**WHAT NEEDS TO BE DONE:**
Please copy the records below line for line, with no changes to any character.

**EXTRACTED INFORMATION:**
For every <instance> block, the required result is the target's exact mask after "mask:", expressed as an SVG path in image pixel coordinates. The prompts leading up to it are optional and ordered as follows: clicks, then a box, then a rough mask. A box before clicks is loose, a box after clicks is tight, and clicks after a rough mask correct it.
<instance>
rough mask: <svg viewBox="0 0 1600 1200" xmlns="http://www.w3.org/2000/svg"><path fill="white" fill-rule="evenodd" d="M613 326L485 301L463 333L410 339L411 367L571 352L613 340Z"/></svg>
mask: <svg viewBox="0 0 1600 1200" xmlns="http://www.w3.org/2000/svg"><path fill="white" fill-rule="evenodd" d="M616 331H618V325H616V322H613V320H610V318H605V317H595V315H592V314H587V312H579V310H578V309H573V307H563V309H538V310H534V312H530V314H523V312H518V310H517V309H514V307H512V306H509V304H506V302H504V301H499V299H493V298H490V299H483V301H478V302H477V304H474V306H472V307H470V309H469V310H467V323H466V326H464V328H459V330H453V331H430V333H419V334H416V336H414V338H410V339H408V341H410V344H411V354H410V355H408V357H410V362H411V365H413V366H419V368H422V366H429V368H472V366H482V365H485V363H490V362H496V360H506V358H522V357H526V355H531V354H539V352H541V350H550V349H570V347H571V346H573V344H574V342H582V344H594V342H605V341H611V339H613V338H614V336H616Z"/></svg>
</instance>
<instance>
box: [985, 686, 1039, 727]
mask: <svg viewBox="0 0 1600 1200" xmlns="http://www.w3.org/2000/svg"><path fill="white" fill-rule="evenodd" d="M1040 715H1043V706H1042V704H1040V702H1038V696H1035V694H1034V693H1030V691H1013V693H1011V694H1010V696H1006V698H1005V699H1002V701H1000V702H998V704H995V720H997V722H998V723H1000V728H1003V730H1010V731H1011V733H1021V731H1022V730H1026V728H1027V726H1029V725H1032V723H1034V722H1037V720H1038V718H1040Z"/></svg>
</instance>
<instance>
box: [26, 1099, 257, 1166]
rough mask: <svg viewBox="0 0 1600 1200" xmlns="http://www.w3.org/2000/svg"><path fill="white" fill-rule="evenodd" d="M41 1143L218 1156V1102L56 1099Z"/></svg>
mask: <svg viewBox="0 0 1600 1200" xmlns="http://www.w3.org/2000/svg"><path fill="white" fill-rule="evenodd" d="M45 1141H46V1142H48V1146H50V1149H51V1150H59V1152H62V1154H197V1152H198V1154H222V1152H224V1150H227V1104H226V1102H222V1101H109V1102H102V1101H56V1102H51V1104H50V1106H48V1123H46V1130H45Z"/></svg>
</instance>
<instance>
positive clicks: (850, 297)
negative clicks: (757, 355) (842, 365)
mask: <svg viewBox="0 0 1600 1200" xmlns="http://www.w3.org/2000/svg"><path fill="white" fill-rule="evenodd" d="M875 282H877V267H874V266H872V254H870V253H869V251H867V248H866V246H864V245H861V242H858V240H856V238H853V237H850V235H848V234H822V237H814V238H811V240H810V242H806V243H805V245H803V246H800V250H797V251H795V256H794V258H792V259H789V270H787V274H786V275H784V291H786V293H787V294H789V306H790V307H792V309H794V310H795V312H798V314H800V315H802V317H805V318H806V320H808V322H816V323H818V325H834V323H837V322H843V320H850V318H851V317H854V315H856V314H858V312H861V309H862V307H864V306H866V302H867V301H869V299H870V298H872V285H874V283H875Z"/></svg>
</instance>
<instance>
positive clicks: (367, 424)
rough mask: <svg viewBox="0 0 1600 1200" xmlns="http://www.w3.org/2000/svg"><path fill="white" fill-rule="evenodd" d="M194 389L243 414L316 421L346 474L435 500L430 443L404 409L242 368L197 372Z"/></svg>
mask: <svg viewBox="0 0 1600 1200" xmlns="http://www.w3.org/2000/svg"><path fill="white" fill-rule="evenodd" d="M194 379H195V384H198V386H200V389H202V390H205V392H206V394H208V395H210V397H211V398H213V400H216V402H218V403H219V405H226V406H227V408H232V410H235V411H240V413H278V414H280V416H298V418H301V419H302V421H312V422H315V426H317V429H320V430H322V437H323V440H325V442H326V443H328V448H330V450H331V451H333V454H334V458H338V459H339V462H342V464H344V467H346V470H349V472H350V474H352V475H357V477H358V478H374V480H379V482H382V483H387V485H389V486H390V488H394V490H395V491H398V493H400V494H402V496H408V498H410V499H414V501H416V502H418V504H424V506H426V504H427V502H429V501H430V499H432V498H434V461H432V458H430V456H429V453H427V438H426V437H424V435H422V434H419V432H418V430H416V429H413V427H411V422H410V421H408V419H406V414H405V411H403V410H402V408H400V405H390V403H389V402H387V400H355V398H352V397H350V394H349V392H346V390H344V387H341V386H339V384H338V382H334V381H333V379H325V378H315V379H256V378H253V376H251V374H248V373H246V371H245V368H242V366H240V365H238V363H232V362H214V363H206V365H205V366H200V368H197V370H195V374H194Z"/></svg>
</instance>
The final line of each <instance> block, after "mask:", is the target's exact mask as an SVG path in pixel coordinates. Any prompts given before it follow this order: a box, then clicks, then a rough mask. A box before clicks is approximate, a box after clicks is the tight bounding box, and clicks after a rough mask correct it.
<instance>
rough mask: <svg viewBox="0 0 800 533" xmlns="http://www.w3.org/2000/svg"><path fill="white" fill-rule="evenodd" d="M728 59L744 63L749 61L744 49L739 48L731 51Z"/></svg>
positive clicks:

**TASK RESPONSE:**
For every <instance> block, the required result is the target's exact mask after "mask:", expressed as an SVG path in image pixel coordinates. The prompts leading up to it are optional and ordered as follows: clicks, then a box, then a rough mask. A box before clicks is loose, a box after clicks is tight, and clicks after a rough mask correct it.
<instance>
rough mask: <svg viewBox="0 0 1600 1200" xmlns="http://www.w3.org/2000/svg"><path fill="white" fill-rule="evenodd" d="M613 326L485 301L463 333L410 339L411 367L571 352L613 340Z"/></svg>
mask: <svg viewBox="0 0 1600 1200" xmlns="http://www.w3.org/2000/svg"><path fill="white" fill-rule="evenodd" d="M616 331H618V325H616V322H613V320H610V318H605V317H595V315H592V314H587V312H579V310H578V309H573V307H563V309H538V310H534V312H530V314H523V312H518V310H517V309H514V307H512V306H509V304H506V302H504V301H499V299H493V298H490V299H483V301H478V302H477V304H474V306H472V307H470V309H469V310H467V323H466V326H464V328H459V330H453V331H430V333H419V334H416V336H414V338H410V339H408V341H410V344H411V354H410V355H408V357H410V362H411V365H413V366H419V368H422V366H429V368H472V366H482V365H485V363H490V362H496V360H506V358H522V357H526V355H531V354H539V352H541V350H550V349H570V347H571V346H573V344H574V342H582V344H594V342H605V341H611V339H613V338H614V336H616Z"/></svg>
</instance>
<instance>
box: [985, 686, 1039, 727]
mask: <svg viewBox="0 0 1600 1200" xmlns="http://www.w3.org/2000/svg"><path fill="white" fill-rule="evenodd" d="M1040 715H1043V706H1042V704H1040V702H1038V696H1035V694H1034V693H1030V691H1013V693H1011V694H1010V696H1006V698H1005V699H1002V701H1000V702H998V704H995V720H997V722H998V723H1000V728H1003V730H1010V731H1011V733H1021V731H1022V730H1026V728H1027V726H1029V725H1032V723H1034V722H1037V720H1038V718H1040Z"/></svg>
</instance>
<instance>
box: [26, 1099, 257, 1166]
rough mask: <svg viewBox="0 0 1600 1200" xmlns="http://www.w3.org/2000/svg"><path fill="white" fill-rule="evenodd" d="M41 1143L218 1156V1102L56 1099Z"/></svg>
mask: <svg viewBox="0 0 1600 1200" xmlns="http://www.w3.org/2000/svg"><path fill="white" fill-rule="evenodd" d="M45 1141H46V1142H48V1146H50V1149H51V1150H59V1152H62V1154H197V1152H198V1154H222V1152H224V1150H227V1104H226V1102H222V1101H109V1102H102V1101H56V1102H51V1104H50V1106H48V1123H46V1130H45Z"/></svg>
</instance>
<instance>
positive clicks: (850, 297)
negative clicks: (757, 355) (842, 365)
mask: <svg viewBox="0 0 1600 1200" xmlns="http://www.w3.org/2000/svg"><path fill="white" fill-rule="evenodd" d="M875 282H877V267H874V266H872V254H870V253H869V251H867V248H866V246H864V245H861V242H858V240H856V238H853V237H850V235H848V234H822V237H814V238H811V240H810V242H806V243H805V245H803V246H800V250H797V251H795V256H794V258H792V259H789V270H787V274H786V275H784V291H786V293H787V294H789V306H790V307H792V309H794V310H795V312H798V314H800V315H802V317H805V318H806V320H808V322H816V323H818V325H834V323H837V322H843V320H850V318H851V317H854V315H856V314H858V312H861V309H862V307H864V306H866V302H867V301H869V299H870V298H872V285H874V283H875Z"/></svg>
</instance>
<instance>
positive clicks: (367, 424)
rough mask: <svg viewBox="0 0 1600 1200" xmlns="http://www.w3.org/2000/svg"><path fill="white" fill-rule="evenodd" d="M194 389L243 414L316 421L346 474L435 500L430 443L404 409L242 368L197 372Z"/></svg>
mask: <svg viewBox="0 0 1600 1200" xmlns="http://www.w3.org/2000/svg"><path fill="white" fill-rule="evenodd" d="M194 379H195V384H198V386H200V389H202V390H205V392H206V394H208V395H210V397H211V398H213V400H216V402H218V403H219V405H226V406H227V408H232V410H235V411H240V413H278V414H280V416H298V418H301V419H302V421H312V422H315V426H317V429H320V430H322V437H323V440H325V442H326V443H328V448H330V450H331V451H333V454H334V458H338V459H339V462H342V464H344V467H346V470H349V472H350V474H352V475H357V477H358V478H374V480H379V482H382V483H387V485H389V486H390V488H394V490H395V491H398V493H400V494H402V496H408V498H410V499H414V501H416V502H418V504H424V506H426V504H427V502H429V501H430V499H432V498H434V461H432V458H430V456H429V453H427V438H426V437H424V435H422V434H419V432H418V430H416V429H413V427H411V422H410V421H408V419H406V414H405V411H403V410H402V408H400V405H390V403H389V402H387V400H355V398H352V397H350V394H349V392H346V390H344V387H341V386H339V384H338V382H334V381H333V379H325V378H315V379H256V378H253V376H251V374H248V373H246V371H245V368H242V366H240V365H238V363H232V362H214V363H206V365H205V366H200V368H197V370H195V374H194Z"/></svg>
</instance>
The final line of each <instance> block, after "mask:", is the target's exact mask as an SVG path in pixel coordinates. Any prompts given before it follow this order: a box, then clicks, then a rough mask. A box before clicks is approximate, a box after clicks is the tight bounding box, and clicks after a rough mask correct it.
<instance>
rough mask: <svg viewBox="0 0 800 533" xmlns="http://www.w3.org/2000/svg"><path fill="white" fill-rule="evenodd" d="M728 59L744 63L749 61L744 49L739 48L731 51Z"/></svg>
positive clicks:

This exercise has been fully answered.